Brazil’s investment fund industry ended the first half of 2025 with net outflows of R$37.8 billion, reversing the positive net inflows of R$190 billion seen in the same period last year. Considering the past five years, only the first half of 2023 saw larger net redemptions, totaling R$124.7 billion.
Multimarket funds led the withdrawals from January to June, with R$78.9 billion in net outflows, similar to the R$80.8 billion withdrawn in the same period of 2024. Equity funds followed, with R$43.6 billion in net redemptions, compared with net inflows of R$8.1 billion a year earlier.
“The industry’s performance in the first half reflects a challenging macroeconomic environment, marked by political and economic uncertainty, and a more cautious stance from investors. They have been more selective in allocating capital to higher-risk assets,” said Pedro Rudge, a director at ANBIMA.
Volatile markets
He noted that flows were highly volatile throughout the first half. Some months, such as February and April, saw heavy outflows—R$24.5 billion and R$52.4 billion, respectively—while others posted positive inflows: R$14.2 billion in January, R$11.7 billion in March, and R$13.6 billion in June. “This behavior suggests investors may be reassessing their strategies in light of a more cautious market environment,” he added.

◆ Source excerpt:
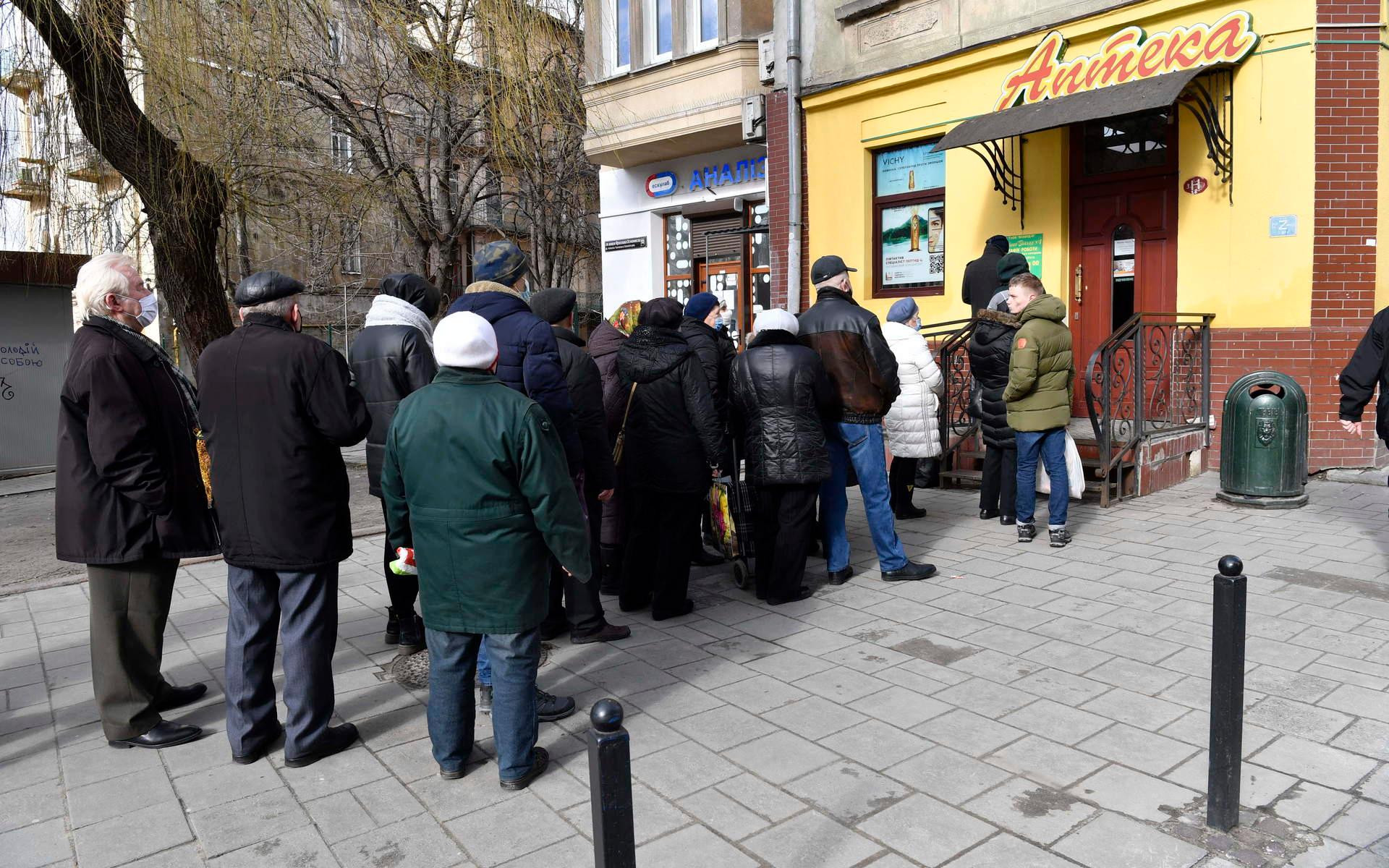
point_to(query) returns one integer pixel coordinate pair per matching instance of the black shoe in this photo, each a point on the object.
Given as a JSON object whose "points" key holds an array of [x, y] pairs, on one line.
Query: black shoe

◆ What this task involves:
Please transcribe the passage on Brazil's investment fund flows, starting with "Brazil’s investment fund" and going on through "a year earlier.".

◆ Finished task:
Brazil’s investment fund industry ended the first half of 2025 with net outflows of R$37.8 billion, reversing the positive net inflows of R$190 billion seen in the same period last year. Considering the past five years, only the first half of 2023 saw larger net redemptions, totaling R$124.7 billion.
Multimarket funds led the withdrawals from January to June, with R$78.9 billion in net outflows, similar to the R$80.8 billion withdrawn in the same period of 2024. Equity funds followed, with R$43.6 billion in net redemptions, compared with net inflows of R$8.1 billion a year earlier.